- [Stated exercise]: Please format the lines below as a numbered list, leaving out blank lines and any pictures.

· · · · · · ·

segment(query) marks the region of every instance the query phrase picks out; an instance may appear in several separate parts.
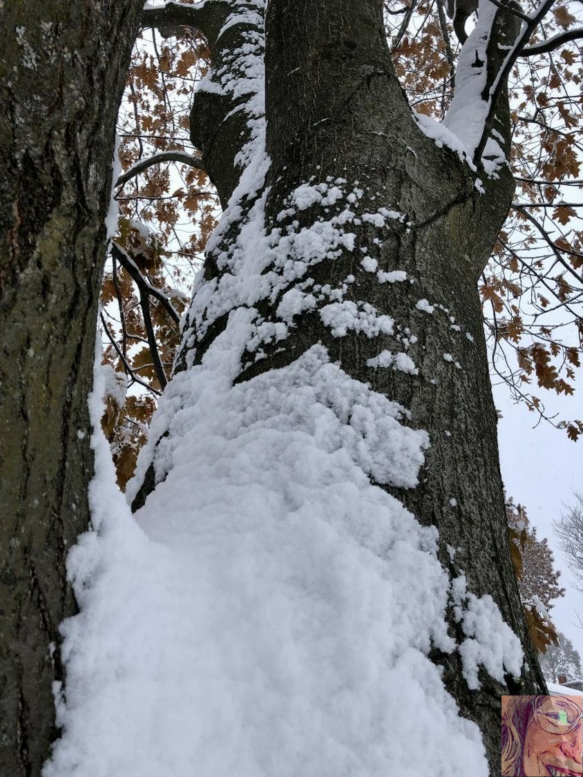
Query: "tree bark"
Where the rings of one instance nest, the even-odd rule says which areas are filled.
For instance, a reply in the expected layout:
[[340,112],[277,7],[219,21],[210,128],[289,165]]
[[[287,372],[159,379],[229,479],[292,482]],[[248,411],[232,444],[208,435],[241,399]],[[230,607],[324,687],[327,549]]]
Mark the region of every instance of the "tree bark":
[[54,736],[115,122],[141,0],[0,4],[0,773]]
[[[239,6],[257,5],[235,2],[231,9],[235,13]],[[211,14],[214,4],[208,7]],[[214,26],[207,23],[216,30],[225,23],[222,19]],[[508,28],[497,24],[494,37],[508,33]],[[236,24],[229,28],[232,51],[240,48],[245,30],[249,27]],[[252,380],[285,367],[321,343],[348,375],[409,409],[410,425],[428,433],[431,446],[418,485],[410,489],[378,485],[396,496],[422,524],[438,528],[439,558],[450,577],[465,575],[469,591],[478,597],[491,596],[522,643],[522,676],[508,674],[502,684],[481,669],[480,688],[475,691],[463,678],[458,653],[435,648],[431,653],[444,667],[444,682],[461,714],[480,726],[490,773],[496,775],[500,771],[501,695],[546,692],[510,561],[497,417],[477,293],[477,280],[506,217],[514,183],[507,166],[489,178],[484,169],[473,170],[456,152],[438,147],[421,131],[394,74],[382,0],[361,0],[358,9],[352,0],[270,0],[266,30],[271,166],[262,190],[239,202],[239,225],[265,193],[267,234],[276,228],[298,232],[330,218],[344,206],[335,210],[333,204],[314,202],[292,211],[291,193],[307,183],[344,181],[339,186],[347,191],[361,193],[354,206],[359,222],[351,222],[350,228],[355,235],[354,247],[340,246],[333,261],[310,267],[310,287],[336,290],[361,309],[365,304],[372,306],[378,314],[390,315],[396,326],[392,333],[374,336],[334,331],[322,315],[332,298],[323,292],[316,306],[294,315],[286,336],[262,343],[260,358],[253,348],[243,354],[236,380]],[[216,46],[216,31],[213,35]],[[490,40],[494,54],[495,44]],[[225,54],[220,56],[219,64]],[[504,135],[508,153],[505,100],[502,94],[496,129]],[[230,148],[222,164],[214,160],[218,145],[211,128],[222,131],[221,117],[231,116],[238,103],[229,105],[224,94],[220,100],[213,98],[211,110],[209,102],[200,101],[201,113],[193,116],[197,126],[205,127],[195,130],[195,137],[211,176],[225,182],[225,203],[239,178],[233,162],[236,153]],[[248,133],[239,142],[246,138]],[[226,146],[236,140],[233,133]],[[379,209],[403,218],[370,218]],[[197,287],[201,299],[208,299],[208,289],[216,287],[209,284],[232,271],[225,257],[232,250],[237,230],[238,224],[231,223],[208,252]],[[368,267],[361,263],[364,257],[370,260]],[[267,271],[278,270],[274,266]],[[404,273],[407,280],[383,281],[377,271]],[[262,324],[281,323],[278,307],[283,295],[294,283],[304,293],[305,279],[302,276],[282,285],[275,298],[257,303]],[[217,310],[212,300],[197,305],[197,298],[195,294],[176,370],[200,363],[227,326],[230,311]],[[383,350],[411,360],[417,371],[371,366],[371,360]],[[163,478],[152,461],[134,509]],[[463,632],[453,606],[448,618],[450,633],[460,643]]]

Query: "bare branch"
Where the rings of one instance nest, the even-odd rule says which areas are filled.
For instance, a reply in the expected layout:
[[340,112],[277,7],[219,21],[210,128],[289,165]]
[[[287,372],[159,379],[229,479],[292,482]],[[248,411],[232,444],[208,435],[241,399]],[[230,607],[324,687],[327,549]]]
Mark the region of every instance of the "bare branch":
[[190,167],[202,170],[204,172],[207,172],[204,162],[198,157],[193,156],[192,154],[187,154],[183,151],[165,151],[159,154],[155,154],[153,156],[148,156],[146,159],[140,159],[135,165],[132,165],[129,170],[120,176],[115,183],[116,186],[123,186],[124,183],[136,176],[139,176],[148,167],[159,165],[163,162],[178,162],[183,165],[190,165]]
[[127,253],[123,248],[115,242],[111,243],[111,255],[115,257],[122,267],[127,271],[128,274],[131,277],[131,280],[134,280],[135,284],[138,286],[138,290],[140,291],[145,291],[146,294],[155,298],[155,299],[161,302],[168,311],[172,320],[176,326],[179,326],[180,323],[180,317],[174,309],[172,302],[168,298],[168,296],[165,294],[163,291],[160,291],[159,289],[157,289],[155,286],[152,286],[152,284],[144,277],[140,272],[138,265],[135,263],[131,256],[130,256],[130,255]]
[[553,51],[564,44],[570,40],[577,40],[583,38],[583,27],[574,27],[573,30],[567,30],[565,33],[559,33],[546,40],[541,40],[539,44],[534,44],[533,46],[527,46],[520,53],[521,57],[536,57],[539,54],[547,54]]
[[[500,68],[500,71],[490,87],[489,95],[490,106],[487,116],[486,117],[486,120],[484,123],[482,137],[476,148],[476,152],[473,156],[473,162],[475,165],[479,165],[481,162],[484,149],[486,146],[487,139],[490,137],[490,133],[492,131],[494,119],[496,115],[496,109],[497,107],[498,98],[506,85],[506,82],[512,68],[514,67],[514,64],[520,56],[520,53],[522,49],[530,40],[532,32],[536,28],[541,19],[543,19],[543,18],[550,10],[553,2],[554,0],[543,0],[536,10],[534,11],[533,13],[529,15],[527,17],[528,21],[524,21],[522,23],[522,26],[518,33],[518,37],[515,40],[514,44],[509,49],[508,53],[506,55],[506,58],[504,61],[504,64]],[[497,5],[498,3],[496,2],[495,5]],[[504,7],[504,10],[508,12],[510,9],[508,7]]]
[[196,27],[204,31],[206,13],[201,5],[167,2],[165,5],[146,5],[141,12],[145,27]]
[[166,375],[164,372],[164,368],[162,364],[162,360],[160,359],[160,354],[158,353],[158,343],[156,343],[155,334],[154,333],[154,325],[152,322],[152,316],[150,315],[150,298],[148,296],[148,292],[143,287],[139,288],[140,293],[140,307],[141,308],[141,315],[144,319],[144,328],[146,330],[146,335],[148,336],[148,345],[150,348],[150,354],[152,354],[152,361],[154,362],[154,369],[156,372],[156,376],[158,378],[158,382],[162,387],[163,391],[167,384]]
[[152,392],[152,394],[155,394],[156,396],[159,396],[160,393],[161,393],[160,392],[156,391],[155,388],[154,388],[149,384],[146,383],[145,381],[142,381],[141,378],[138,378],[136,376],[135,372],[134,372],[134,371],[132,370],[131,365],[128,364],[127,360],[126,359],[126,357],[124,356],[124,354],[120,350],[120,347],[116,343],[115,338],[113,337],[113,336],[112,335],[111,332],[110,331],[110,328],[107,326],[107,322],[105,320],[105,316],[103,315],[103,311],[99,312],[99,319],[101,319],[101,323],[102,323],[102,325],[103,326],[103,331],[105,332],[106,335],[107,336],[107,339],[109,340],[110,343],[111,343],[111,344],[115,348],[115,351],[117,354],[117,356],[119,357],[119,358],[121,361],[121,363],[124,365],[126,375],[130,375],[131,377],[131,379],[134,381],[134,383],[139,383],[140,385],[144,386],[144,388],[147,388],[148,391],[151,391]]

· · · · · · ·

- [Reply to the exercise]:
1. segment(query) marks the region of every instance the query phrase picks out; an instance may appear in several separate parts.
2. Query: "tree bark"
3. Where the rings of one instance nest, the even-odd rule says which areas are filled.
4. For instance, a reply in the expected layout:
5. [[340,112],[277,7],[219,21],[210,128],[289,165]]
6. [[[287,372],[159,379],[229,479],[292,482]],[[248,411],[232,444],[208,435],[241,399]],[[230,607],[324,687],[327,549]]]
7. Mark the region of every instance of the "tree bark":
8. [[54,736],[115,122],[141,0],[0,4],[0,773]]
9. [[[239,6],[257,5],[235,2],[231,9],[235,13]],[[211,14],[214,4],[208,7]],[[214,26],[207,23],[216,30],[225,23],[222,19]],[[508,28],[497,24],[494,37],[508,33]],[[236,24],[229,28],[232,51],[240,48],[245,30],[249,27]],[[252,380],[285,367],[321,343],[348,375],[409,409],[410,425],[428,433],[431,446],[418,485],[410,489],[378,485],[396,496],[422,524],[438,528],[439,558],[450,577],[465,575],[469,591],[478,597],[491,596],[522,643],[522,676],[508,674],[502,684],[481,669],[480,688],[475,691],[463,678],[458,653],[435,648],[431,653],[444,667],[444,682],[461,714],[480,726],[490,773],[496,775],[500,771],[501,695],[546,692],[510,561],[497,417],[477,293],[477,280],[506,217],[514,183],[507,166],[489,178],[484,169],[473,170],[456,152],[438,147],[421,131],[394,74],[382,0],[361,0],[358,9],[352,0],[270,0],[266,30],[271,166],[262,190],[239,202],[239,225],[265,193],[267,234],[276,228],[298,232],[330,218],[344,206],[335,210],[333,204],[314,202],[292,211],[291,193],[307,183],[344,181],[339,186],[347,191],[361,193],[354,206],[359,222],[351,222],[350,228],[355,235],[354,247],[340,246],[333,261],[310,267],[310,287],[336,290],[361,309],[365,304],[372,306],[378,314],[390,315],[396,326],[392,333],[374,336],[334,331],[322,315],[332,298],[323,292],[316,306],[294,315],[286,336],[262,343],[260,358],[253,348],[243,354],[236,380]],[[216,46],[216,31],[213,35]],[[490,40],[494,54],[495,44]],[[225,54],[220,56],[219,64]],[[504,135],[508,153],[505,100],[502,94],[496,129]],[[230,148],[222,164],[214,160],[218,145],[211,128],[222,131],[221,117],[231,116],[238,103],[229,105],[224,94],[220,100],[213,98],[211,110],[209,102],[200,101],[201,113],[193,116],[197,126],[205,127],[195,130],[195,137],[211,176],[225,182],[225,203],[239,178],[233,162],[236,153]],[[248,133],[239,142],[246,138]],[[226,146],[236,140],[233,133]],[[379,209],[403,218],[370,218]],[[197,287],[201,299],[208,299],[208,289],[216,287],[209,284],[232,271],[225,257],[232,250],[237,230],[238,224],[231,223],[208,252]],[[368,267],[361,263],[364,257],[370,260]],[[267,271],[278,270],[274,266]],[[404,273],[407,280],[383,281],[377,271]],[[262,324],[281,323],[278,307],[283,295],[294,283],[304,293],[305,279],[302,276],[282,285],[275,298],[257,303]],[[217,310],[212,300],[197,305],[197,298],[195,294],[176,370],[200,363],[227,326],[230,311]],[[383,350],[411,360],[417,371],[371,366],[371,360]],[[163,478],[152,461],[134,509]],[[463,632],[453,606],[448,618],[450,633],[460,643]]]
10. Query: "bare branch"
11. Where the rings of one instance nest, the even-odd rule says which areas are filled.
12. For instance, a reply in the expected layout:
13. [[340,112],[277,7],[219,21],[210,128],[289,165]]
14. [[[287,372],[159,379],[229,479],[292,482]],[[248,411],[232,444],[208,435],[241,399]],[[230,607],[324,687],[327,549]]]
15. Mark the region of every instance of the "bare branch":
16. [[190,167],[202,170],[204,172],[207,172],[204,162],[198,157],[193,156],[192,154],[187,154],[183,151],[165,151],[159,154],[155,154],[153,156],[148,156],[146,159],[140,159],[135,165],[132,165],[129,170],[120,176],[115,183],[116,186],[123,186],[124,183],[136,176],[139,176],[148,167],[159,165],[163,162],[178,162],[183,165],[190,165]]
17. [[127,253],[123,248],[115,242],[111,243],[111,255],[115,257],[122,267],[127,271],[128,274],[131,277],[131,280],[134,280],[135,284],[138,286],[138,290],[140,291],[145,291],[146,294],[155,298],[155,299],[161,302],[168,311],[172,320],[176,326],[179,326],[180,323],[180,317],[174,309],[172,302],[168,298],[168,296],[165,294],[163,291],[160,291],[159,289],[157,289],[155,286],[152,286],[152,284],[144,277],[140,272],[138,265],[135,263],[131,256],[130,256],[130,255]]
18. [[553,51],[564,44],[570,40],[577,40],[583,38],[583,27],[574,27],[573,30],[567,30],[565,33],[559,33],[546,40],[541,40],[539,44],[534,44],[533,46],[527,46],[520,53],[521,57],[536,57],[539,54],[547,54]]
19. [[[500,68],[500,71],[490,87],[489,95],[490,106],[487,116],[486,117],[486,120],[484,123],[482,137],[476,148],[476,152],[473,156],[473,162],[475,165],[479,165],[481,162],[484,149],[486,146],[487,139],[490,137],[490,133],[492,131],[494,119],[496,115],[496,109],[497,107],[498,98],[506,85],[506,82],[512,68],[514,67],[514,64],[520,56],[520,53],[522,49],[530,40],[532,32],[536,28],[541,19],[543,19],[543,18],[550,10],[553,2],[554,0],[543,0],[536,10],[534,11],[533,13],[529,15],[527,17],[528,21],[524,21],[522,23],[522,26],[518,33],[518,37],[515,40],[514,44],[509,49],[508,53],[506,55],[506,58],[504,61],[504,64]],[[497,5],[498,3],[496,2],[495,5]],[[504,7],[504,10],[508,12],[510,9],[508,7]]]
20. [[196,27],[204,31],[206,13],[201,5],[167,2],[165,5],[146,5],[141,12],[145,27]]
21. [[166,375],[164,372],[164,368],[162,364],[162,360],[160,359],[160,354],[158,353],[158,343],[156,343],[155,334],[154,333],[154,325],[152,322],[152,316],[150,315],[150,298],[148,296],[148,292],[143,287],[139,288],[140,293],[140,307],[141,308],[141,315],[144,319],[144,328],[146,330],[146,335],[148,336],[148,345],[150,348],[150,354],[152,354],[152,361],[154,362],[154,369],[156,372],[156,376],[158,378],[158,382],[162,387],[163,391],[167,384]]
22. [[152,392],[152,394],[155,394],[156,396],[159,396],[160,393],[161,393],[160,392],[156,391],[155,388],[154,388],[149,384],[146,383],[145,381],[142,381],[141,378],[138,378],[136,376],[135,372],[134,372],[134,371],[132,370],[131,365],[128,364],[127,360],[126,359],[126,357],[124,356],[124,354],[120,350],[120,347],[116,343],[115,338],[113,337],[113,336],[112,335],[111,332],[110,331],[110,328],[107,326],[107,322],[105,320],[105,316],[103,315],[103,311],[99,312],[99,319],[101,319],[101,323],[102,323],[102,325],[103,326],[103,331],[105,332],[106,335],[107,336],[107,339],[109,340],[110,343],[111,343],[111,344],[115,348],[115,351],[117,354],[117,356],[119,357],[119,358],[121,361],[121,363],[124,365],[126,375],[130,375],[131,377],[131,379],[134,381],[134,383],[139,383],[140,385],[144,386],[144,388],[147,388],[148,391],[151,391]]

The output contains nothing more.